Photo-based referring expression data
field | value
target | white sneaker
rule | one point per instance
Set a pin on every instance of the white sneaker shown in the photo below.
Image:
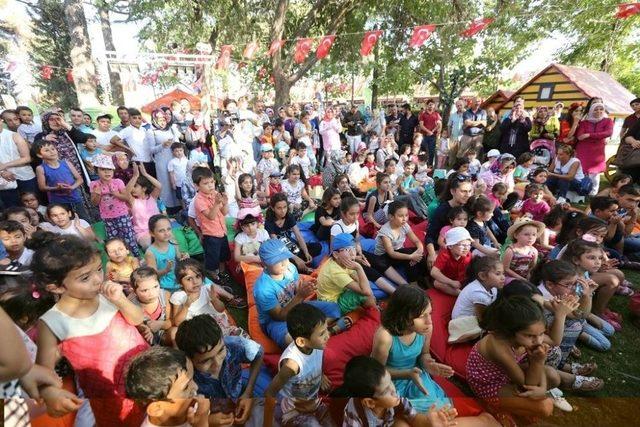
(559, 401)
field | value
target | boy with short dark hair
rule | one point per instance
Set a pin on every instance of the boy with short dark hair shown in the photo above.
(217, 361)
(177, 169)
(13, 237)
(300, 377)
(211, 208)
(28, 129)
(161, 379)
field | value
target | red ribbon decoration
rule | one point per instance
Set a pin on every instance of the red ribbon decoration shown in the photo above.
(225, 57)
(276, 45)
(325, 46)
(369, 41)
(250, 50)
(476, 26)
(303, 47)
(627, 10)
(46, 72)
(420, 35)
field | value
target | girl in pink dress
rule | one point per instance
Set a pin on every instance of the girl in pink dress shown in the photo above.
(93, 325)
(592, 135)
(144, 191)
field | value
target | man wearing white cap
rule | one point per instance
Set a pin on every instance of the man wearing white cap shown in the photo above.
(450, 267)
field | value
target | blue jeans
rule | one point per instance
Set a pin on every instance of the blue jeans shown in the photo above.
(429, 145)
(598, 339)
(277, 329)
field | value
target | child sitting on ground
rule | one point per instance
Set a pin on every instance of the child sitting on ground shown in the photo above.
(160, 379)
(342, 280)
(449, 268)
(300, 377)
(219, 375)
(485, 280)
(373, 400)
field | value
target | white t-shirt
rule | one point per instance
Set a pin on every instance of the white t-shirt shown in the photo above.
(179, 167)
(248, 245)
(473, 293)
(104, 138)
(564, 169)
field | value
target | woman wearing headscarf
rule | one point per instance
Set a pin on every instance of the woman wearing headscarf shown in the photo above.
(592, 134)
(545, 125)
(163, 134)
(66, 138)
(514, 130)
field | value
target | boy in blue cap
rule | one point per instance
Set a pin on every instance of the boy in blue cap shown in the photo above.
(279, 289)
(342, 279)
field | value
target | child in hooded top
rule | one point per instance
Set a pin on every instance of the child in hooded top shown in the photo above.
(401, 343)
(219, 374)
(300, 377)
(156, 327)
(91, 317)
(449, 268)
(160, 380)
(373, 399)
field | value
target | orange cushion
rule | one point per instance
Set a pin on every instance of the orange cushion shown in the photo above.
(251, 274)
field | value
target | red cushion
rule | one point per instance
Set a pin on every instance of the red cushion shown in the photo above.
(357, 341)
(454, 355)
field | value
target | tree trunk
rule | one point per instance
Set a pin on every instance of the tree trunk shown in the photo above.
(117, 95)
(84, 70)
(283, 89)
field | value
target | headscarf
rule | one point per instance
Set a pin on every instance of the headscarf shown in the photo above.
(166, 111)
(590, 115)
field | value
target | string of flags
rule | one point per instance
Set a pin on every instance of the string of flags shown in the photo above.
(303, 46)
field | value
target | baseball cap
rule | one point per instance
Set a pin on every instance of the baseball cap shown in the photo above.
(493, 153)
(343, 240)
(273, 251)
(456, 235)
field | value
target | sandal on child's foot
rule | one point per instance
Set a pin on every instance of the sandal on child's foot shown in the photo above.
(587, 383)
(575, 352)
(583, 368)
(559, 401)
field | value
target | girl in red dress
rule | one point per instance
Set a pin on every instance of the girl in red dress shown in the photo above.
(93, 325)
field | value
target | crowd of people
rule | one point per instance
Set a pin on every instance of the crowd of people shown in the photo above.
(342, 210)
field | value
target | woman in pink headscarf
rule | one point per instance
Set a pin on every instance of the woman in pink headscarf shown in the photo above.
(330, 128)
(592, 134)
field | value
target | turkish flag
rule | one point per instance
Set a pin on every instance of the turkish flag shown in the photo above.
(369, 41)
(250, 50)
(420, 35)
(275, 46)
(46, 72)
(303, 47)
(225, 57)
(626, 10)
(325, 46)
(476, 26)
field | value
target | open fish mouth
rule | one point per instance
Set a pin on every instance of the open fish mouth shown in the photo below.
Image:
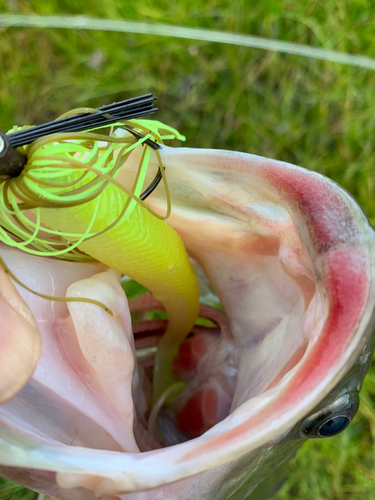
(289, 256)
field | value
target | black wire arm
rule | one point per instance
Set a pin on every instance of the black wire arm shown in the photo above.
(13, 161)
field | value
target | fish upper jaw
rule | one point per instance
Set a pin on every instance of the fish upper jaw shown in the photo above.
(316, 249)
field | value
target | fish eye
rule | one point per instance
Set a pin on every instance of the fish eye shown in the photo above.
(334, 426)
(332, 419)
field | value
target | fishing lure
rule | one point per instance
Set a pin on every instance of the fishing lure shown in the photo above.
(63, 195)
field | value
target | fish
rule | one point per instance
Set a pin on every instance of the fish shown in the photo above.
(285, 261)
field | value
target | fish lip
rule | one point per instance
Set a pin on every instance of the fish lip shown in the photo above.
(233, 437)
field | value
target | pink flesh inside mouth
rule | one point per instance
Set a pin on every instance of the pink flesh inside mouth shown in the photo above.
(294, 295)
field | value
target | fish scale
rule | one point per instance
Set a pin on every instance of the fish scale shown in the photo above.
(147, 250)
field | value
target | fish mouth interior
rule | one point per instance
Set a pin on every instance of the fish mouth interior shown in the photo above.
(222, 363)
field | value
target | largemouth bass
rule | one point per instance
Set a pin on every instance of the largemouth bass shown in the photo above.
(289, 256)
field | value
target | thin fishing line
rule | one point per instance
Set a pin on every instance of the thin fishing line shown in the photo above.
(205, 35)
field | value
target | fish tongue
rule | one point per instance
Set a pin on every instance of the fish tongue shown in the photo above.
(81, 391)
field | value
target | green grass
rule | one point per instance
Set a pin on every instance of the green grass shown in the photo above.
(317, 114)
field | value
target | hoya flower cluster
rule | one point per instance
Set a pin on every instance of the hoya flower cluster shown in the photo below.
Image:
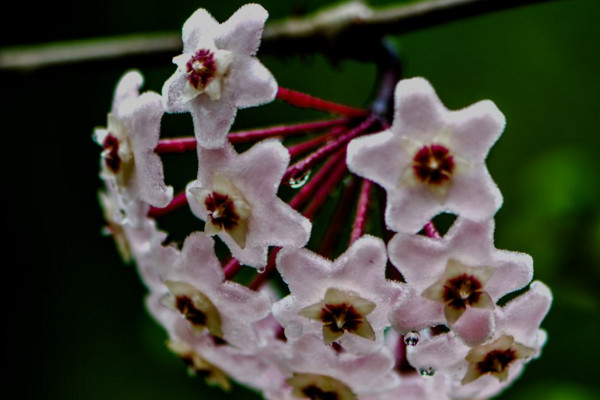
(402, 313)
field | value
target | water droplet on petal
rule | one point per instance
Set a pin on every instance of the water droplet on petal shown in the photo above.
(412, 338)
(297, 181)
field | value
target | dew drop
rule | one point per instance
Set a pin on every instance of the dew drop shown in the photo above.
(299, 180)
(412, 338)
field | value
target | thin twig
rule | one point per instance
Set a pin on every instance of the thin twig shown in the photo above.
(339, 31)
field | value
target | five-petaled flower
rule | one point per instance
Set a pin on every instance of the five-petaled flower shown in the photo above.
(128, 143)
(431, 159)
(455, 280)
(236, 196)
(360, 326)
(219, 73)
(346, 300)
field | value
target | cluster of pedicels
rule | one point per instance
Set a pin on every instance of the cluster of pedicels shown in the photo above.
(403, 312)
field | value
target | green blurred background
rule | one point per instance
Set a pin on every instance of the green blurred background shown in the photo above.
(78, 328)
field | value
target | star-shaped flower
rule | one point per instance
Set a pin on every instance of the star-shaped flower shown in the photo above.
(218, 73)
(431, 159)
(318, 373)
(455, 280)
(484, 370)
(346, 300)
(195, 290)
(236, 195)
(128, 143)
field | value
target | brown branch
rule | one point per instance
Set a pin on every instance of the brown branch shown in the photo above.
(339, 32)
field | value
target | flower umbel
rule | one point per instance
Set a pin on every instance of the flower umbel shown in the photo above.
(313, 268)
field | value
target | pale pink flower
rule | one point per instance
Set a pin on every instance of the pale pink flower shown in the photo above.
(196, 291)
(431, 159)
(484, 370)
(455, 280)
(236, 196)
(347, 300)
(128, 158)
(316, 371)
(219, 73)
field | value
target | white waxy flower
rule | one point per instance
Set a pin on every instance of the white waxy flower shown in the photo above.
(128, 142)
(195, 289)
(317, 372)
(347, 300)
(219, 73)
(482, 371)
(236, 196)
(431, 159)
(455, 280)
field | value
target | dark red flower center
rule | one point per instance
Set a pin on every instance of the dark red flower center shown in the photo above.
(496, 361)
(201, 68)
(111, 153)
(433, 164)
(461, 291)
(185, 306)
(341, 317)
(315, 393)
(221, 210)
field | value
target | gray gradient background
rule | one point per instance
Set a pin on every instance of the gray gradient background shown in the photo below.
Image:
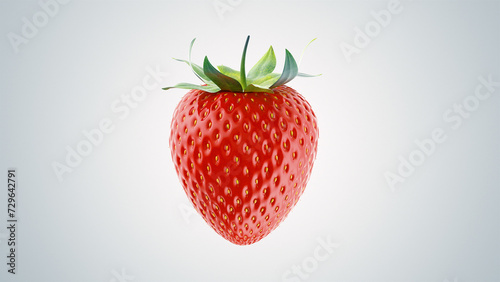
(121, 210)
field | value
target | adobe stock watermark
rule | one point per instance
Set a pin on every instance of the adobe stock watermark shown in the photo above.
(31, 27)
(121, 108)
(223, 6)
(322, 252)
(453, 117)
(363, 37)
(121, 276)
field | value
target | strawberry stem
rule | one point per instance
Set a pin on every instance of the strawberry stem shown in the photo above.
(243, 76)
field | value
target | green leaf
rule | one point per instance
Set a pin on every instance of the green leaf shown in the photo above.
(229, 72)
(267, 80)
(264, 66)
(223, 81)
(208, 88)
(257, 88)
(301, 74)
(243, 78)
(290, 70)
(197, 70)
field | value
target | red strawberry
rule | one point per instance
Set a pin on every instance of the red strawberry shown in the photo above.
(244, 146)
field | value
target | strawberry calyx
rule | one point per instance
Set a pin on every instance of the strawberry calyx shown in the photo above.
(260, 78)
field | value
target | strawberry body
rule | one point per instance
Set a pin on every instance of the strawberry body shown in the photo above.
(244, 159)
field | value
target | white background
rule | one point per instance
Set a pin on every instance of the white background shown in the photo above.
(121, 214)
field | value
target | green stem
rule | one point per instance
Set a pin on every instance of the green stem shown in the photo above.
(243, 76)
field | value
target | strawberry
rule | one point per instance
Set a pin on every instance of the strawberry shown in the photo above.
(243, 146)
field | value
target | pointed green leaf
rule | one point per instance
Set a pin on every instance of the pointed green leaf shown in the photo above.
(290, 70)
(266, 81)
(191, 65)
(208, 88)
(229, 72)
(257, 88)
(301, 74)
(223, 81)
(264, 66)
(197, 70)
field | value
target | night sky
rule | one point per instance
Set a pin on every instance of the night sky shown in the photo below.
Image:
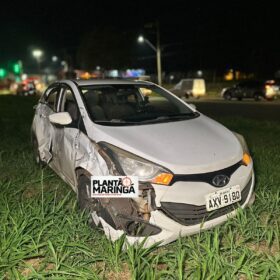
(195, 35)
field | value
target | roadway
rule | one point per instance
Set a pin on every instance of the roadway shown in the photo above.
(261, 110)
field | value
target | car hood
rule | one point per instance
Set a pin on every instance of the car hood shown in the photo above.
(192, 146)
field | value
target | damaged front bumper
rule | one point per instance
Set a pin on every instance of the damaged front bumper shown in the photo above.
(171, 229)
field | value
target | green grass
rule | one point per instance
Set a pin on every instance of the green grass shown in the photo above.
(44, 235)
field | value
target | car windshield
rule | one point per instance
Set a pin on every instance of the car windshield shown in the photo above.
(126, 104)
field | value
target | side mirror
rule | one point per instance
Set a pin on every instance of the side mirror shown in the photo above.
(193, 106)
(62, 118)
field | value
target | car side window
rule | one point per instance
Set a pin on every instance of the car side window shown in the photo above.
(51, 99)
(69, 104)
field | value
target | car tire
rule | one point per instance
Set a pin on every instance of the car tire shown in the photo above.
(36, 153)
(227, 96)
(91, 205)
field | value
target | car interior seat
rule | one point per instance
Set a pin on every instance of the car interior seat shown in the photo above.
(115, 106)
(96, 111)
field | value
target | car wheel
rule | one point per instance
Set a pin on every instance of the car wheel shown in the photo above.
(85, 202)
(227, 96)
(36, 153)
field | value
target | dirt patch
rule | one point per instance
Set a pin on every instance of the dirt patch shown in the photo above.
(124, 274)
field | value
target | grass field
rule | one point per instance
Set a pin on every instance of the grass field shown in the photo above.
(44, 235)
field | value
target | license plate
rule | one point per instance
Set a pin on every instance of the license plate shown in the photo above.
(222, 198)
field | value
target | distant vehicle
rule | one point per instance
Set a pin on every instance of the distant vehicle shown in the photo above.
(272, 89)
(190, 88)
(26, 88)
(245, 89)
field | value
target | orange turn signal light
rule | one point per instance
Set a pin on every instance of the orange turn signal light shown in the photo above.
(163, 179)
(246, 159)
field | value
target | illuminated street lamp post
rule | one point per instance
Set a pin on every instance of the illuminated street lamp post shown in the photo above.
(37, 54)
(157, 49)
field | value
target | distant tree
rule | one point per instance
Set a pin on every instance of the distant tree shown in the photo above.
(105, 47)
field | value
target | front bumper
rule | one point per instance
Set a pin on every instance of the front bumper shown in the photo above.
(172, 229)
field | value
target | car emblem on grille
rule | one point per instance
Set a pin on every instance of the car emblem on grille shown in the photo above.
(220, 180)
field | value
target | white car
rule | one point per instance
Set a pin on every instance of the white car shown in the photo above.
(193, 172)
(190, 88)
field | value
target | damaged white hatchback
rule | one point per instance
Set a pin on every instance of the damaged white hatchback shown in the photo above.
(193, 172)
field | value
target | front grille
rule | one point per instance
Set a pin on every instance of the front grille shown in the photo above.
(206, 177)
(188, 214)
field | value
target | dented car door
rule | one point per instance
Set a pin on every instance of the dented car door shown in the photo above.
(44, 129)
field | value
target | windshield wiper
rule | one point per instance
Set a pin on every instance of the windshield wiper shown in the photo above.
(181, 116)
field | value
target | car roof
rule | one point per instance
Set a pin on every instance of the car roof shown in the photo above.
(90, 82)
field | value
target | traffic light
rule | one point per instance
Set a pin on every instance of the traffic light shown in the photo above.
(3, 73)
(16, 68)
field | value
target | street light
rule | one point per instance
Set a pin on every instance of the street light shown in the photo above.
(157, 49)
(37, 54)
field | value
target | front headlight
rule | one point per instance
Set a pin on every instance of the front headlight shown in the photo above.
(246, 159)
(132, 165)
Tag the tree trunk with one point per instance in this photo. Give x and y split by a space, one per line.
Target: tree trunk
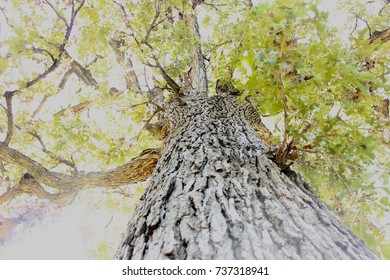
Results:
215 195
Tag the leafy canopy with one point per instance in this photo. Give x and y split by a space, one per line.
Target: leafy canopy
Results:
323 94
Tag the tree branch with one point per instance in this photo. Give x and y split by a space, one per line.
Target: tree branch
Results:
136 170
51 154
6 18
28 185
57 13
10 118
198 75
383 35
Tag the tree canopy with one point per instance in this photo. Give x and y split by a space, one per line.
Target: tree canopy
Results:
77 76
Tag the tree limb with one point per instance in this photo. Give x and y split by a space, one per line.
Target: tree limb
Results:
28 185
57 13
383 35
198 75
136 170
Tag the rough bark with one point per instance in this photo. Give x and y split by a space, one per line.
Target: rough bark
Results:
136 170
215 195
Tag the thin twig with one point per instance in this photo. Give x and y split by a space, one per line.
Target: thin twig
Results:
6 18
365 21
57 13
8 98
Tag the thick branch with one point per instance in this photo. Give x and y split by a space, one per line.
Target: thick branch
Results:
61 17
28 185
136 170
76 108
198 75
122 57
160 130
83 74
10 117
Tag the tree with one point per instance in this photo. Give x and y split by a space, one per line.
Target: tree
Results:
222 185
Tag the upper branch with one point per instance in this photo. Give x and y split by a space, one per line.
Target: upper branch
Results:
198 75
8 97
136 170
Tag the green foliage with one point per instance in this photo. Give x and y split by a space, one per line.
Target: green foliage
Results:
282 54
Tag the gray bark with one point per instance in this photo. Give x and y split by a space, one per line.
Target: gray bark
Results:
215 195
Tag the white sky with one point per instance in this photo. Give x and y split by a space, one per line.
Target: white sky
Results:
63 238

DIRECTIONS FOR THIS TASK.
Start with the line above that contains "Set a pin on every instance of the car wheel" and end with the line that contains "target | orange turn signal light". Write out those lines exactly, and only those.

RESPONSE.
Set a pin on every instance of the car wheel shown in the photo above.
(85, 202)
(227, 96)
(36, 153)
field | value
target | dirt patch
rule | one point per instance
Set a pin on every instance of the dirt patch shown in the photo above.
(124, 274)
field | value
target | grass field
rule | one point per instance
Set a pin on every instance of the grass field shown in the photo above.
(44, 235)
field | value
target | license plate
rule | one point per instance
Set a pin on every instance of the license plate shown in the photo above.
(222, 198)
field | value
target | distant vehicle
rule | one point per instance
Set a pin on every instance of the distant vehicle shown in the photo above.
(272, 89)
(190, 88)
(26, 88)
(245, 89)
field | value
target | orange turn signal light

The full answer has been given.